__THE EXERCISE__
In the thread about moving to Thailand, what average project manager salary in Thailand did the first poster find through research?

__EXTRACT PROVIDED__
%%
# Thinking of moving to Thailand



## tecone78

Hi all,

We are a married couple working in NY. We just recently had an opportunity to visit Bangkok, and loved it there. A college friend of ours is a Thai living in Bangkok and he suggested we move there as there are many opportunities there. Obviously, vacation is not the same as actually living there, but just wanted to get a sense of things, if we could. 

I'm currently a project manager making around 120k, and my wife is a SAP expert making around 70k. We know that we won't be able to find a job there that would match what we are making currently, but what would be an equivalent of what we are making here in the states? Just doing the straight conversion, it would be close to 6 million baht, but through some research, average project manager salary in Thailand is around 420k baht, which is significantly lower, unless I'm looking at incorrect sites. We also know that cost of living is also significantly lower in Thailand, but it still seems very low.

Also, are there jobs that don't require speaking Thai? Eventually, if we move there, we will start learning the language, but I'm guessing it would take some time to learn the language to be working at a corporate level. I checked with my currently company, but they do not have a presence in Thailand. 

So, to sum it up, (1) what would be the salary level I should be expecting that is somewhat equivalent to what we are making here in US, and (2) are there corporate jobs that don't require speaking Thai, at lease at the initial stage. If so, does anyone know if there are websites with job listings in Thailand?

I know these are questions that can have many answers depending on each situation, but any help would be appreciated.

Thanks!


----------



## Xynoplas2

I hesitate to throw cold water on your dream, but the Thai government has placed numerous restrictions on what kinds of work a non-citizen can perform in Thailand. 
In short, if a Thai citizen can do the job, then good luck getting a work visa for that. This is why most working expats in Thailand are English teachers.


----------



## Mweiga

You'd do best to try for positions advertised internationally from your home base , typically with either US or international companies that have local operations in Thailand. As has been mentioned , possibilities to get legal work locally as an expat , outside of English teaching , are extremely limited.


----------



## tecone78

Thank you very much for your inputs. We obviously need to do more research.


----------



## Xynoplas2

What is your language base? Have you learned any other languages before (hopefully at a young age)? That is to say, learning Thai to a "corporate level" is no picnic.


----------



## tecone78

Thanks, I bet it isn't. My native language is Korean, and English is my 2nd. Took me a good 2 years to have meaningful conversations in English, so I'm thinking maybe 2 to 3 years for Thai? Maybe I'm being too ambitious.
%%
__Segmentation data__
%%
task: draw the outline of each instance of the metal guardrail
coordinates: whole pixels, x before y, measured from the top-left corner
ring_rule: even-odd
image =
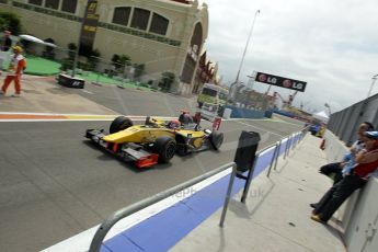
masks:
[[[265,147],[265,148],[263,148],[256,152],[256,158],[254,159],[253,167],[252,167],[251,171],[249,172],[249,175],[248,175],[248,179],[247,179],[247,182],[244,185],[243,195],[241,197],[242,203],[245,204],[247,194],[249,192],[249,187],[250,187],[250,184],[251,184],[252,177],[253,177],[253,171],[254,171],[254,168],[256,165],[256,162],[259,160],[260,154],[263,153],[265,150],[268,150],[275,146],[273,157],[272,157],[271,162],[268,164],[270,168],[267,171],[267,176],[270,176],[272,168],[274,167],[274,169],[276,169],[276,167],[277,167],[277,162],[278,162],[278,158],[279,158],[279,151],[280,151],[280,147],[282,147],[283,141],[285,141],[285,139],[287,139],[286,146],[285,146],[285,152],[284,152],[284,159],[285,159],[289,153],[289,149],[297,146],[299,144],[299,141],[301,141],[303,139],[303,136],[306,135],[307,131],[308,131],[308,128],[305,128],[300,133],[291,134],[288,138],[280,139],[276,144],[270,145],[270,146],[267,146],[267,147]],[[296,137],[297,137],[297,141],[295,141]],[[293,142],[295,142],[295,145],[291,146]],[[156,194],[149,198],[146,198],[144,201],[140,201],[138,203],[135,203],[130,206],[127,206],[123,209],[115,211],[99,227],[99,229],[95,232],[95,234],[92,239],[92,242],[90,244],[89,252],[100,252],[101,245],[102,245],[103,240],[106,237],[107,232],[121,219],[126,218],[127,216],[135,214],[138,210],[141,210],[141,209],[144,209],[144,208],[146,208],[152,204],[156,204],[156,203],[158,203],[158,202],[160,202],[160,201],[162,201],[169,196],[172,196],[172,195],[174,195],[174,194],[176,194],[176,193],[179,193],[179,192],[181,192],[187,187],[191,187],[191,186],[193,186],[193,185],[195,185],[195,184],[197,184],[197,183],[199,183],[199,182],[202,182],[202,181],[204,181],[204,180],[206,180],[206,179],[208,179],[215,174],[218,174],[219,172],[222,172],[229,168],[232,168],[232,172],[231,172],[228,190],[226,193],[224,209],[222,209],[222,214],[221,214],[220,222],[219,222],[219,226],[224,227],[228,205],[229,205],[229,202],[231,199],[232,186],[233,186],[234,177],[237,174],[237,167],[236,167],[234,162],[224,164],[224,165],[221,165],[221,167],[219,167],[213,171],[209,171],[209,172],[207,172],[201,176],[194,177],[187,182],[184,182],[180,185],[176,185],[172,188],[165,190],[164,192],[161,192],[161,193]]]
[[[165,190],[164,192],[161,192],[159,194],[156,194],[149,198],[146,198],[144,201],[140,201],[138,203],[135,203],[130,206],[127,206],[121,210],[115,211],[113,215],[111,215],[98,229],[98,231],[95,232],[93,240],[91,242],[90,252],[100,252],[100,248],[101,244],[106,236],[106,233],[111,230],[111,228],[118,222],[121,219],[137,213],[138,210],[141,210],[152,204],[156,204],[169,196],[172,196],[190,186],[193,186],[194,184],[197,184],[215,174],[218,174],[219,172],[222,172],[229,168],[232,168],[232,174],[234,174],[236,171],[236,163],[234,162],[230,162],[227,164],[221,165],[220,168],[217,168],[213,171],[209,171],[201,176],[194,177],[187,182],[184,182],[180,185],[176,185],[172,188]]]

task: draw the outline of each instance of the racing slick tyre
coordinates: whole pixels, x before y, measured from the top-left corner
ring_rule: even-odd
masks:
[[[168,163],[176,151],[176,141],[171,137],[158,137],[153,150],[159,154],[160,163]]]
[[[112,124],[111,127],[108,129],[108,131],[111,134],[124,130],[128,127],[133,126],[133,121],[125,117],[125,116],[118,116],[117,118],[115,118]]]
[[[208,136],[208,140],[213,149],[219,150],[221,144],[224,142],[224,134],[218,131],[213,131],[210,136]]]
[[[188,153],[188,148],[186,145],[177,145],[177,154],[180,156],[186,156]]]

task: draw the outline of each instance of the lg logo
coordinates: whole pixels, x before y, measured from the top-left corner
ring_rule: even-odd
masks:
[[[277,79],[276,78],[274,78],[274,77],[266,77],[265,75],[260,75],[257,79],[261,82],[266,82],[266,83],[271,83],[271,84],[276,84],[277,83]]]

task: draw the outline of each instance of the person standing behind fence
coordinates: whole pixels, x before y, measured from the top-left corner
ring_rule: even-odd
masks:
[[[8,58],[8,51],[12,46],[11,32],[4,31],[4,35],[0,41],[0,75],[3,69],[3,62]]]
[[[20,98],[21,95],[21,76],[23,70],[26,68],[26,60],[21,55],[22,48],[20,46],[13,46],[13,55],[11,62],[9,64],[8,75],[4,79],[4,83],[1,88],[1,92],[5,95],[7,89],[12,81],[14,81],[15,94],[13,96]]]
[[[366,146],[356,154],[355,167],[323,195],[312,211],[312,220],[327,224],[344,201],[354,191],[363,187],[368,177],[377,170],[378,131],[366,131],[364,135]]]
[[[334,173],[334,183],[337,183],[343,179],[342,176],[342,170],[345,165],[351,164],[353,165],[354,157],[356,153],[362,150],[365,147],[365,142],[362,140],[364,137],[365,131],[371,131],[374,130],[374,126],[369,122],[364,122],[358,126],[357,135],[358,139],[352,145],[350,151],[344,156],[343,160],[341,162],[336,163],[329,163],[320,168],[320,173],[324,175],[330,175],[331,173]]]

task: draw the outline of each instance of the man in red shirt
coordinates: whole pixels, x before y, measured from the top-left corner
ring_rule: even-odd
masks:
[[[320,199],[311,219],[325,224],[352,193],[363,187],[378,168],[378,131],[365,133],[365,149],[355,157],[355,167]]]
[[[26,60],[21,55],[22,48],[20,46],[13,46],[13,55],[11,62],[9,64],[8,75],[4,79],[4,83],[1,88],[1,92],[5,95],[9,84],[14,81],[15,94],[13,96],[20,98],[21,95],[21,76],[23,70],[26,68]]]

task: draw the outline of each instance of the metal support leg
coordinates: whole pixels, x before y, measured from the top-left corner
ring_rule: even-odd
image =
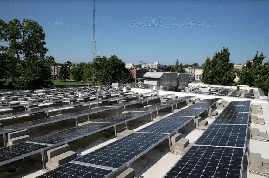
%%
__FINISHED EXERCISE__
Around 420k baht.